→ **Problem statement**
Instruction for the entries that follow: retype exactly the lines from the line with "Exercise. Pick out the forest" to the line with "Exercise. Pick out the fallen", both included, and omit all others.

→ **Information given**

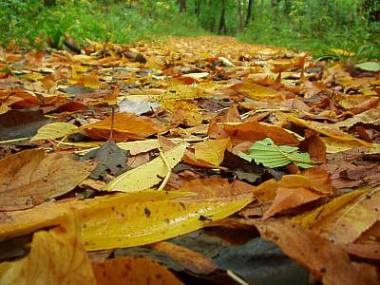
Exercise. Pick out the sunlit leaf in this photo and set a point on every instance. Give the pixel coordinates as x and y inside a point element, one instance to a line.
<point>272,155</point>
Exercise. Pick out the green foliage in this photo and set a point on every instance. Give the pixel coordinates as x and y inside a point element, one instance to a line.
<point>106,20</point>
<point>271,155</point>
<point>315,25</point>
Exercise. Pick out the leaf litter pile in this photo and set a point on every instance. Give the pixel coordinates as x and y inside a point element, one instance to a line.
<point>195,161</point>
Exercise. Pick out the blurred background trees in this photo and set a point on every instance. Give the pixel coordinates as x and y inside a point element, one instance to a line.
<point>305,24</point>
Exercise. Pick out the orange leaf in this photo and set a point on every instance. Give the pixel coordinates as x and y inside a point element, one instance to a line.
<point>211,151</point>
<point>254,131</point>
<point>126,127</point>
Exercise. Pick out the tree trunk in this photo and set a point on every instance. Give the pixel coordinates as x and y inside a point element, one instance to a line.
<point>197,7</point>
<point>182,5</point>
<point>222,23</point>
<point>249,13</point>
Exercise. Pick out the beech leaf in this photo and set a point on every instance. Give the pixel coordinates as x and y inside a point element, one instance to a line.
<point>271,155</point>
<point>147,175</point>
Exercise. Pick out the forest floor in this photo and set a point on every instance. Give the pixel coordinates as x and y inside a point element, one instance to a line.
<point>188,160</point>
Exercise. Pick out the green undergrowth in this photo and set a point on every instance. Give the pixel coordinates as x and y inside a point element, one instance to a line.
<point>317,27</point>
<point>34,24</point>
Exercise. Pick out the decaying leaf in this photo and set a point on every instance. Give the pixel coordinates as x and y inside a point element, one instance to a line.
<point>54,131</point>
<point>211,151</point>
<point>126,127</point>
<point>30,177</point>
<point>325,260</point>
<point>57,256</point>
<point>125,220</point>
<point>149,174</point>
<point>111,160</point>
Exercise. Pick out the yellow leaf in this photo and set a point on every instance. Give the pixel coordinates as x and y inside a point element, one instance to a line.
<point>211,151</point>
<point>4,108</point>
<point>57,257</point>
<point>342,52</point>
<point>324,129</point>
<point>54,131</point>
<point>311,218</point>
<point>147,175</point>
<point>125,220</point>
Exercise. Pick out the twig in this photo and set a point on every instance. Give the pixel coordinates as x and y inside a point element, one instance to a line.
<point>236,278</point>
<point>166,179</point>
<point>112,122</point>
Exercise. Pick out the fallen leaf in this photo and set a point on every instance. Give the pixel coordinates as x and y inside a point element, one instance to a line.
---
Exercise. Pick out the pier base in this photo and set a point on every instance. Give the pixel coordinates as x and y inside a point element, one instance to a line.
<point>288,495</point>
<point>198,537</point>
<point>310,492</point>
---
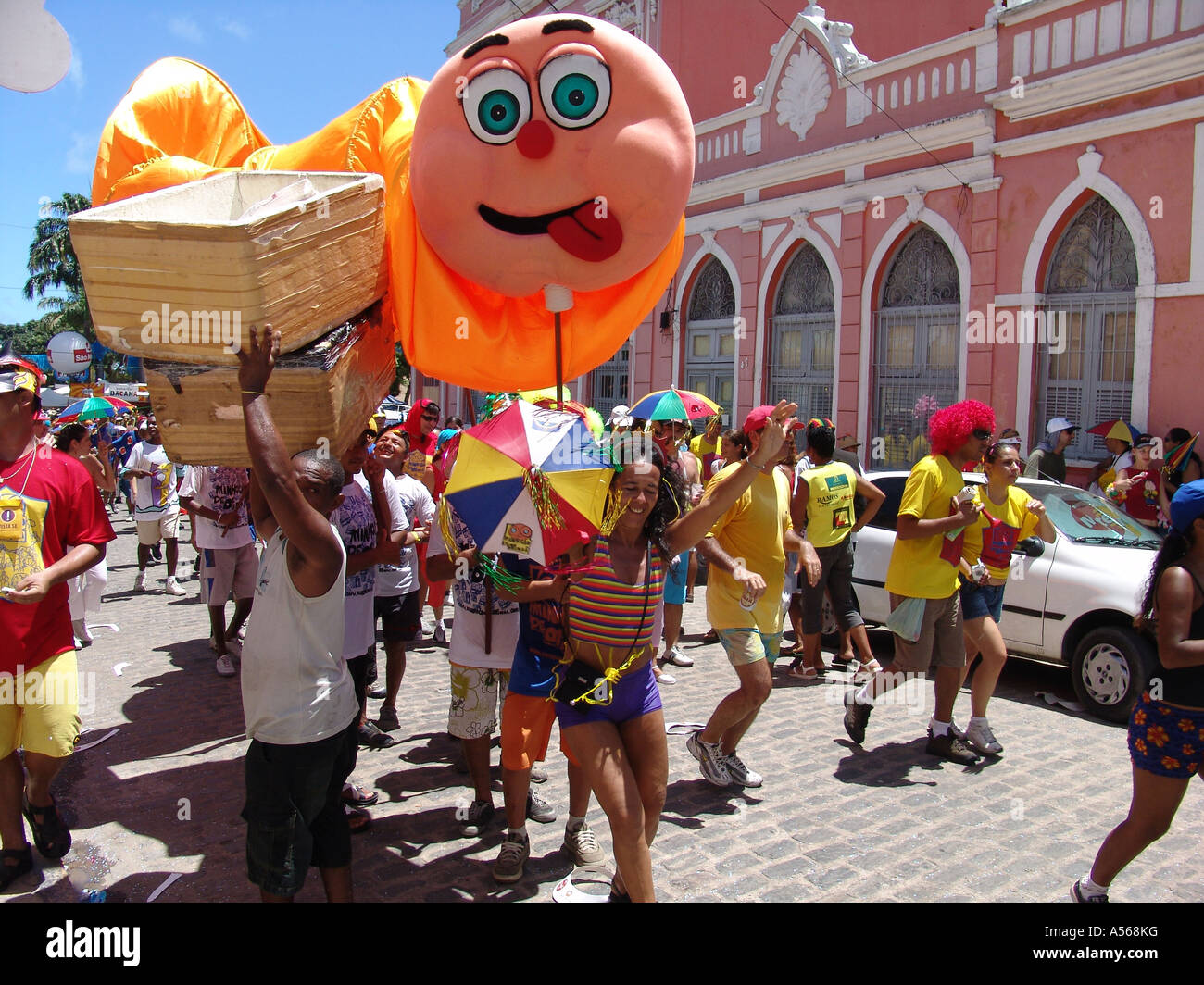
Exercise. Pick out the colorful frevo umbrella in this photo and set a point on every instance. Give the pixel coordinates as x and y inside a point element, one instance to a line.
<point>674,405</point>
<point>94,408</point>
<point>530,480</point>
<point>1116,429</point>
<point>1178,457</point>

→ **Your solution**
Exercise. Pick out the forest floor in this photo and set a point on every instance. Give the pixel coordinates as x and y inside a point element, one instance to a line.
<point>188,160</point>
Exercise. Pick out the green undergrowth in this photo and set a point on every instance. Give the pixel coordinates as x and y inside a point element, one instance to a line.
<point>317,27</point>
<point>34,24</point>
Exercise. Pick out the decaying leaf in this photo and set a point on every instance. Give the pixel coordinates as x and y inside a point element, one instance to a line.
<point>54,131</point>
<point>211,151</point>
<point>126,127</point>
<point>30,177</point>
<point>325,260</point>
<point>57,256</point>
<point>125,220</point>
<point>149,174</point>
<point>111,160</point>
Exercise. Pick out the yellow leaf in this photo and set a point on every instance. Give the pixel coordinates as x and y inside a point element, one instance to a line.
<point>211,151</point>
<point>4,108</point>
<point>57,257</point>
<point>342,52</point>
<point>324,129</point>
<point>54,131</point>
<point>311,218</point>
<point>147,175</point>
<point>125,220</point>
Exercise. Pick out the twig in this photo and set a point on every instance. Give the pixel coordinates as x and y inside a point element, one instance to a line.
<point>236,278</point>
<point>166,179</point>
<point>112,122</point>
Exercise. Pick out the fallen leaf in this photo and set a point on every instance. Give the pixel coordinates as x and y inside a point element, one instance to a line.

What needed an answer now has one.